Source text Start Marker
Initiative for Maximizing Student Development Grant Program

Initiative for Maximizing Student Development Grant Program students 2021

About the Grant Program

The IMSD grant program is designed to increase the participation of under-represented groups in the biomedical sciences.

IMSD scholars receive the following benefits from the grant program:

  1. Payment of tuition, fees, and health insurance by the grant for a period of at least 12 months (after that your financial support will come from one or more other sources).
  2. Financial support for travel to colleges or universities for the purpose of presenting your research.
  3. Ability to obtain essential career development tools to assist you with the transition to the next career step after the Ph.D. by attending professional development workshops.
  4. Gaining knowledge about issues pertaining to diversity and how to enhance diversity in the scientific community.

To apply for a position on this grant, you must be a Ph.D. student of any race or ethnicity (U.S. citizen or Permanent Resident) who has shown a strong commitment to enhancing diversity or who is a member of a group that is under-represented in biomedical and biobehavioral research. These include:

  • Individuals from racial and ethnic groups that have been shown to be under-represented in doctoral-level health-related sciences on a national basis
  • Individuals with disabilities, who are defined as those with a physical or mental impairment that substantially limits one or more major life activities, or from disadvantaged backgrounds

The components of the program include:

  1. Monthly professional development meetings
  2. Travel to conferences and alumni institutions to present your work
  3. Serving as a Graduate Student Advisor to a summer undergraduate research participant and a new Ph.D. graduate student once you have completed the first year of the Ph.D. program
  4. Working with an IMSD Mentoring Committee member to ensure progress through graduate school and preparation for post-doctoral career plans
  5. Social Activities

Request more information about the grant program

For more information contact:

Sue Hennigan, Ph.D.
Assistant Director, IMSD/PREP
hennigas@musc.edu
843-876-2286

Dr. Cynthia Wright, Ph.D.
Source text End Marker
Material shown Start Marker
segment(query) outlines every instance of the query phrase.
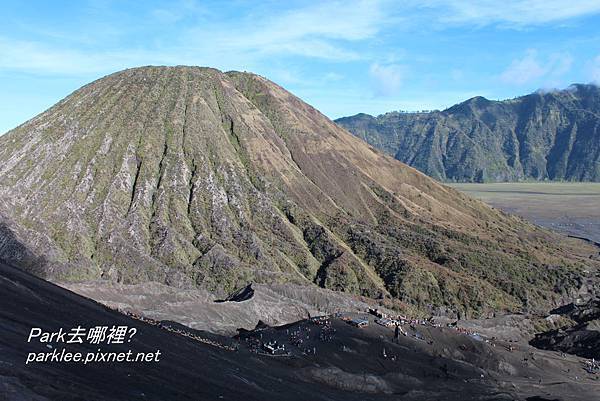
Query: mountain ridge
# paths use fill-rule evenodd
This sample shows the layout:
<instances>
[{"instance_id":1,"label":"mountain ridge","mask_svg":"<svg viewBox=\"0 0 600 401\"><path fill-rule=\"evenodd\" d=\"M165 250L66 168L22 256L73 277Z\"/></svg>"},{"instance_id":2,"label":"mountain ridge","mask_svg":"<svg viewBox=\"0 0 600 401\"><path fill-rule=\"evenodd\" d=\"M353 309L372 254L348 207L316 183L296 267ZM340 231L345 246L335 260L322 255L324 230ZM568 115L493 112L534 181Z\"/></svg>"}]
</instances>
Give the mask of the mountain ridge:
<instances>
[{"instance_id":1,"label":"mountain ridge","mask_svg":"<svg viewBox=\"0 0 600 401\"><path fill-rule=\"evenodd\" d=\"M592 246L435 182L249 73L111 74L0 137L0 161L0 257L43 260L52 280L316 284L477 315L560 303L597 268Z\"/></svg>"},{"instance_id":2,"label":"mountain ridge","mask_svg":"<svg viewBox=\"0 0 600 401\"><path fill-rule=\"evenodd\" d=\"M335 121L441 181L600 181L599 115L600 89L573 84L502 101L476 96L442 111Z\"/></svg>"}]
</instances>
Material shown End Marker
= Tasks =
• A. In the IMSD grant program page, rewrite the part that opens with the words containing "1. Payment of" and closes with "the scientific community.", putting "dental coverage" in place of "health insurance".
• B. According to the IMSD grant program page, for how long does the grant pay tuition, fees, and health insurance?
• C. Write the next part of the IMSD grant program page, picking up after its final line.

= Per-task answers =
• A.
1. Payment of tuition, fees, and dental coverage by the grant for a period of at least 12 months (after that your financial support will come from one or more other sources).
  2. Financial support for travel to colleges or universities for the purpose of presenting your research.
  3. Ability to obtain essential career development tools to assist you with the transition to the next career step after the Ph.D. by attending professional development workshops.
  4. Gaining knowledge about issues pertaining to diversity and how to enhance diversity in the scientific community.

• B. For a period of at least 12 months.

• C.
Dr Cynthia Wright

IMSD Director

Associate Dean of Admissions & Career Development

Dr. Wright received a BS in Microbiology from the University of Florida and a Ph.D. in molecular biology from the State University of New York at Albany. She ran an independent research lab for over 15 years, studying transcriptional regulation in yeast and viral systems and the dysregulation of transcription in cancer. In 2006, she accepted an opportunity to assume an administrative role in the College of Graduate Studies at MUSC, where she is currently the Associate Dean for Admissions and Career Development. At present, she is the PI or coPI on three NIH-funded training grants whose goal is to increase diversity in the biomedical workforce by implementing interventions that help students choose and persist in careers in science. She became a member of the AAMC GREAT group Ph.D. Outreach Committee in 2014 and has enjoyed working with her colleagues to bring workshops and webinars to students with strategies for how to succeed in applying to graduate schools in the biomedical sciences. 

Dr. Catrina Robinson, Ph.D.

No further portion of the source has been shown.